▶ [What to work on]:
Resume the text on expanding the Missouri attorney general's prosecution authority, picking up right after its final sentence.
>> begin Text
Gardner, who took office in January, said Thursday that her political views won’t influence her decisions about enforcing laws, and added that’s “not proper.”
Democratic Sen. Jill Schupp, a suburban St. Louis lawmaker from Creve Coeur, in a recent interview with The Associated Press said giving more authority to the attorney general could mean more politics in courtrooms under Hawley. Several high-profile Republicans in an April letter encouraged Hawley to run for the U.S. Senate next year, and USA Today reported that top Missouri GOP donor Sam Fox on Tuesday wrote a letter urging other donors to push Hawley to run. Hawley has not said whether he plans to join the race.
“He’s going to turn some case that can be handled on a local basis within a community into his case,” said Schupp, who supports abortion rights. “I think the only reason is to make headlines or because he doesn’t believe that local prosecutors are pursuing whatever issues there are around a woman’s access to abortion.”
The effort also spurred opposition from the Missouri Association of Prosecuting Attorneys. Board member and St. Louis County Prosecuting Attorney Bob McCulloch said he has been fighting other legislative attempts to give prosecution authority to the attorney general for decades.
McCulloch said voters pick local prosecutors and entrust them with making decisions on whether to file charges, and he slammed lawmaker efforts to remove that authority because of distrust of current elected prosecutors.
Currently, the Missouri attorney general can only prosecute certain crimes involving violations of the state’s consumer-protection law and some gambling laws. Lawmakers earlier this year passed a right-to-work bill banning mandatory union fees that also gave the attorney general power to enforce the law, which is slated to take effect in August.
>> end Text
>> begin Recorded information
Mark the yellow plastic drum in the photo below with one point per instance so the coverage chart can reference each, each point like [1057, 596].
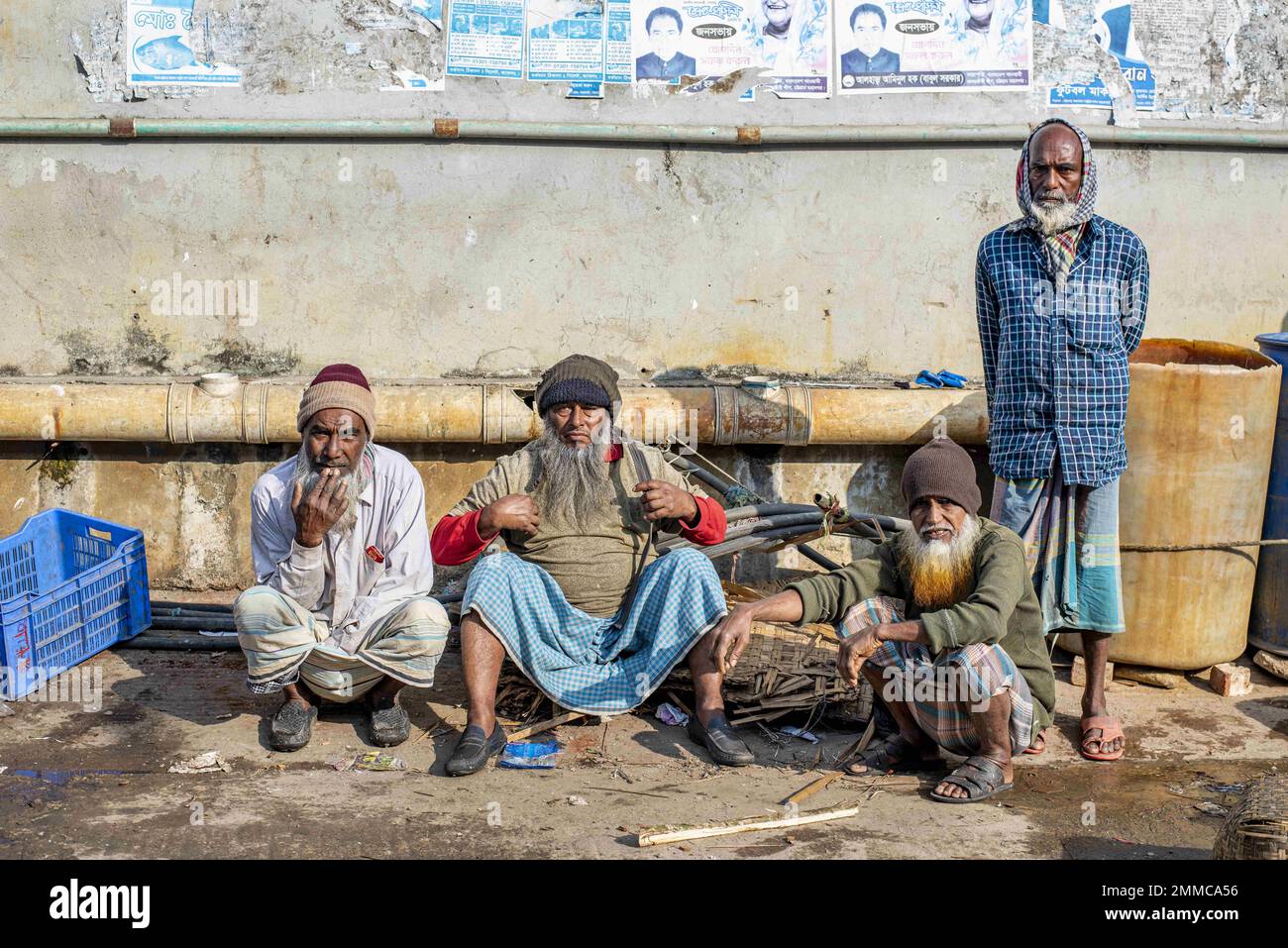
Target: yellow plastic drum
>> end Recorded information
▶ [Exercise output]:
Attorneys general in states such as Delaware, Rhode Island and Alaska have the power to prosecute any criminal case, according to National Association of Attorneys General spokeswoman Marjorie Tharp.
Missouri senators took a different approach than their House counterparts. They heard complaints from prosecutors and, after hours of closed-door, bipartisan negotiations, passed a watered-down version of the legislation that would grant prosecutorial authority to the attorney general only if local prosecutors didn’t act.
A House committee on Monday undid that compromise, and the House passed a version Tuesday that gives the attorney general the broader authority.
Because of changes, the bill now heads back to the Senate for review. It’s unclear when senators will return to the Capitol to consider the legislation, but lawmakers face an August deadline to finish the special session.
Greitens said Thursday that he supports the version giving the attorney general broader authority.